Supplied text
======

Thursday, August 26, 2010

San Marco

In the last two days we have visited two of the standard must-see sights that left quite different impressions on me.  (My current intention is to hit all the things that look to be interesting, skim over them to see what catches my attention, and then go back to revisit when I know what I am lookng for.)  First, we went to San Marco, or rather the museum, which is the attached cloister.  Fra Angelico pained frescoes all over the place and his other paintings were brought in from other places to make a collection  of his works.

On the way there, we passed through the Piazza della Signoria and stopped in to see the courtyard of the Palazzo Vecchio, the ancient seat of government.  As we were leaving, I discovered that this is the view out the door.

Well, architects and sculptors have been working on the view for a few hundred years.

Proceeding north, we found one of the few parking areas in the city center, restricted to electric cars and motorcycles.



The San Marco museum contains many frescoes by fra Angelico, but the subject that appears most often is some variation on this.  The kneeling figure is St. Domenico, the founder of the Dominican order.


There are lots of other images, too, including a couple of very interesting Annunciations.  The Annunciation is when Gabriel appears to Mary to announce that she is going to have a baby, she should name him Jesus, and so on.  (See Luke 1:26-38).

The Annunciation is one of the most frequent images.  It seems to me to represent the most direct confrontation between the human and the divine.  There is a lot of standard symbolism in the images, including always a large distance separating the two characters.  There is also a physical barrier (a post or wall) between them and/or a view out a doorway showing the whole world between them.

======

Dataset content
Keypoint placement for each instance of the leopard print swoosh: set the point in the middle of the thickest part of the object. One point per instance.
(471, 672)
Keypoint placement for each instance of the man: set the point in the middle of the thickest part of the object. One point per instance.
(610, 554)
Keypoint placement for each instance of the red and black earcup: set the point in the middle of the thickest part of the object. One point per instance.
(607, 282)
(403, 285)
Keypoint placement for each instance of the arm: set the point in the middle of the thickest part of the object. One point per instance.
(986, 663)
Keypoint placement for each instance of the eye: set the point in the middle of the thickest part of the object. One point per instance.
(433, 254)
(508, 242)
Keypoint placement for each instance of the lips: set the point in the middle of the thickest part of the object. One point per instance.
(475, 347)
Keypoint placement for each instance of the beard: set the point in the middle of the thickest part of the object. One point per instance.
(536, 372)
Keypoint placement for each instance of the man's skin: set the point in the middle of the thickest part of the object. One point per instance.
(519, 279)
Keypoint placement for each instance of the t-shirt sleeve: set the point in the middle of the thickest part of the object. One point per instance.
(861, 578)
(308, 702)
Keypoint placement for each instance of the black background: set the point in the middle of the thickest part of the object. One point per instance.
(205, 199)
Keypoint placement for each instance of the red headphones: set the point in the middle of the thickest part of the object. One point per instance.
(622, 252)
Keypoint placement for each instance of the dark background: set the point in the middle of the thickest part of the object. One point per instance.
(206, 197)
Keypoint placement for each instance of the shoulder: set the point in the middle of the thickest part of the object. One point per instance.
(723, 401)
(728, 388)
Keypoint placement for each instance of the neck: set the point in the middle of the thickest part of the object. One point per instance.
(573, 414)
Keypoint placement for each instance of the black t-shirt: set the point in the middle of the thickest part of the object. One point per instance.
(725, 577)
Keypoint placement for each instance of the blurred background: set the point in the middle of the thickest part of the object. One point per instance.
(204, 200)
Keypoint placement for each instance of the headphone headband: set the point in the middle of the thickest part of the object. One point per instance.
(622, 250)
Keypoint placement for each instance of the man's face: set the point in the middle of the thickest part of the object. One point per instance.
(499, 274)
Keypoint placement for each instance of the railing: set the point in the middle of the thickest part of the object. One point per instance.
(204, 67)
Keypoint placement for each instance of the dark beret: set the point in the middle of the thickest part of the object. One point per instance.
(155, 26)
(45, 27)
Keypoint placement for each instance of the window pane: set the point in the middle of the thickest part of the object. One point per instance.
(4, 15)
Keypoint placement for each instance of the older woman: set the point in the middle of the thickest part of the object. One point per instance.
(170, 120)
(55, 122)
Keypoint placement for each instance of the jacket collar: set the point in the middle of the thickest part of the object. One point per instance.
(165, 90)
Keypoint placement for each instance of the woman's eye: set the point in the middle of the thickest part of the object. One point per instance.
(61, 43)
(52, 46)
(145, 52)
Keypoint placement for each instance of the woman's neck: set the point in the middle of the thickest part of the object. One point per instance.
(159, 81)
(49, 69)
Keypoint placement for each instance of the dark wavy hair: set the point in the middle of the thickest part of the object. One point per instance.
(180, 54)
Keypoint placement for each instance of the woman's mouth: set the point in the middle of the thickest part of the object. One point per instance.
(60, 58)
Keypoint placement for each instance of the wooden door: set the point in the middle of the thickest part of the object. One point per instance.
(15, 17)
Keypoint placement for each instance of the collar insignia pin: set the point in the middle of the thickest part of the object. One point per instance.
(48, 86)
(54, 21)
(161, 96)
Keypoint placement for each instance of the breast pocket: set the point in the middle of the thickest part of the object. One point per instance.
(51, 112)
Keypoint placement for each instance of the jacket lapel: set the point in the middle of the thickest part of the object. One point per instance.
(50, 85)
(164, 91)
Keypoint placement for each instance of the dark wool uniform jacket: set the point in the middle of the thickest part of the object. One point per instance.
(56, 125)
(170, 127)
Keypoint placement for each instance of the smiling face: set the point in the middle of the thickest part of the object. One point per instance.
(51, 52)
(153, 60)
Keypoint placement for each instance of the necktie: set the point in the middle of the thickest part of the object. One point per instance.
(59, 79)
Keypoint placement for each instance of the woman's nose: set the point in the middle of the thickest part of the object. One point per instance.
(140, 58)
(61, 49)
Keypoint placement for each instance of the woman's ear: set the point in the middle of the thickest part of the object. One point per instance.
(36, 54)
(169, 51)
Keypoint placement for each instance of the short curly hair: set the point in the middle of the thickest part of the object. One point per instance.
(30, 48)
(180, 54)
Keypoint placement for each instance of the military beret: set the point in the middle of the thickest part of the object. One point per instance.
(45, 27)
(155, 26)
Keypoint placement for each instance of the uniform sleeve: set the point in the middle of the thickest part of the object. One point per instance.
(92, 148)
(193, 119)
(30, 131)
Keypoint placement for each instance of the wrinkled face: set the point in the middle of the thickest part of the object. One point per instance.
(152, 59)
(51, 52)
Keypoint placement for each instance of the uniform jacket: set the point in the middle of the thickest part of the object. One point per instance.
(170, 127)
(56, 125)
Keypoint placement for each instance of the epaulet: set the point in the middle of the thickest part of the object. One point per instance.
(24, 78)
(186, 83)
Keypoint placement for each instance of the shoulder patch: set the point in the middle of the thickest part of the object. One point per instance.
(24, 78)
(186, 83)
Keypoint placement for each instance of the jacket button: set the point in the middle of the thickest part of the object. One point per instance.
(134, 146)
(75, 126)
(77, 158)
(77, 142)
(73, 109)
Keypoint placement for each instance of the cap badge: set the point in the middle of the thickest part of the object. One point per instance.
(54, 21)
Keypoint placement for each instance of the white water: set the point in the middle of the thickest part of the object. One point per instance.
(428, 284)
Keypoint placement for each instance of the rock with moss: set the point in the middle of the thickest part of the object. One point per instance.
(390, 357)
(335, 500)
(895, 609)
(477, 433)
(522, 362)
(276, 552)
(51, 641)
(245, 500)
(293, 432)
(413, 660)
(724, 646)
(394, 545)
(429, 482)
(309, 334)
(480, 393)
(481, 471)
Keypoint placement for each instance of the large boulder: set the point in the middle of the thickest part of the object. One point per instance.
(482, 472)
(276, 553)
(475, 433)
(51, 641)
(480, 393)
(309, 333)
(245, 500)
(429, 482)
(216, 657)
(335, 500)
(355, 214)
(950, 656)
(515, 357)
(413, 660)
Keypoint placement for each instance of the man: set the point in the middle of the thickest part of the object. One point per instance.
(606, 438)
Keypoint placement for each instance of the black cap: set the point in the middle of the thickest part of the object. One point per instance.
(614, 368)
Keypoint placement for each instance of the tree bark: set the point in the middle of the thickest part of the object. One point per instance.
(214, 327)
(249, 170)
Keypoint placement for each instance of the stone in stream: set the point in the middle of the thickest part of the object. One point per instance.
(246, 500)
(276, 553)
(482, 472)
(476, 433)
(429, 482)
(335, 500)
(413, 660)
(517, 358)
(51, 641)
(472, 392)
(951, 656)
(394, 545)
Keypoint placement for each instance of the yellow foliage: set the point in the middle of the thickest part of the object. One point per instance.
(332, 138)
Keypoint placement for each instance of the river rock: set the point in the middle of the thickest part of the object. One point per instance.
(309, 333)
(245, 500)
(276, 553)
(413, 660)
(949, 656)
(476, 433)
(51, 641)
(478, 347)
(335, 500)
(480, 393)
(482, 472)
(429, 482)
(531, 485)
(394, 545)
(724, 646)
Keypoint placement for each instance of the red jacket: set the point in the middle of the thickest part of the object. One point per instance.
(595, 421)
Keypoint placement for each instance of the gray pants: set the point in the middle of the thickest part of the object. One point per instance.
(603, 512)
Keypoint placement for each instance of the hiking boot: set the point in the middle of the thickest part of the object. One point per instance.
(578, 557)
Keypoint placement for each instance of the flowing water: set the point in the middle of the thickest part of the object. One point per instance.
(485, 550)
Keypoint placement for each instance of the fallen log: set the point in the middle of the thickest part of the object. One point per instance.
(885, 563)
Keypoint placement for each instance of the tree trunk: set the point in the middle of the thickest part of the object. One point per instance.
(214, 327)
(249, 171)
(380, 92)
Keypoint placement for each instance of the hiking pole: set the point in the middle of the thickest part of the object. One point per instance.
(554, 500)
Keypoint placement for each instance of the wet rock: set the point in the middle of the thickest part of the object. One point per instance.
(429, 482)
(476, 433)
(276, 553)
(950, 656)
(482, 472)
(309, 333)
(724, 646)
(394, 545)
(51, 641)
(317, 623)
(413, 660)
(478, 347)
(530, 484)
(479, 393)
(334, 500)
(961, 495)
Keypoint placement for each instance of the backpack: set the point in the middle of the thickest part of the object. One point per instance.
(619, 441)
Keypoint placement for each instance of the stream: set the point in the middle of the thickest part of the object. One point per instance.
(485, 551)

======

Exercise
Continue the San Marco travel post from its last sentence, keeping its first-person voice.

The answer
In the early altarpieces, the separation is often so great that the angel is in a small panel on the upper left corner and Mary is in a small panel on the upper right panel, with the whole of the altarpiece between. In the earlier works, the angel tends to be majestic and Mary terrified.  Later in the Renaissance the angel becomes more worshipful and Mary more composed.  By the end of the Renaissance, when painting was beginning to go to secular subjects, the angel is trying to get her attention and Mary looks bored.  I had to put that in now, because although it makes a nice story, as I see more variations the situation gets more complex.  There are variations in all kinds of directions, but I think it all shows the basic direction of the artists' views on spirituality.

Fra Angelico has one Annunciation at the head of the stairs as you approach the floor with the monk's cells, 
This is a standard pose, although the figures seem more respectful of each other than usual and the background is less cluttered.  It is justifiably famous.  But then, back in the private cells, where he painted a fresco for each room, there is the most remarkable Annunciation I have seen yet.



There is no boundary, no symbolism, no distracting decoration, just the direct confrontation.  With St. Dominico looking on.

Fra Angelico never retouched his paintings.  He said the way they turned out was God's will.  The Pope offered him the chance to be archbishop of Florence but he turned it down, because he did not feel capable of governing other people.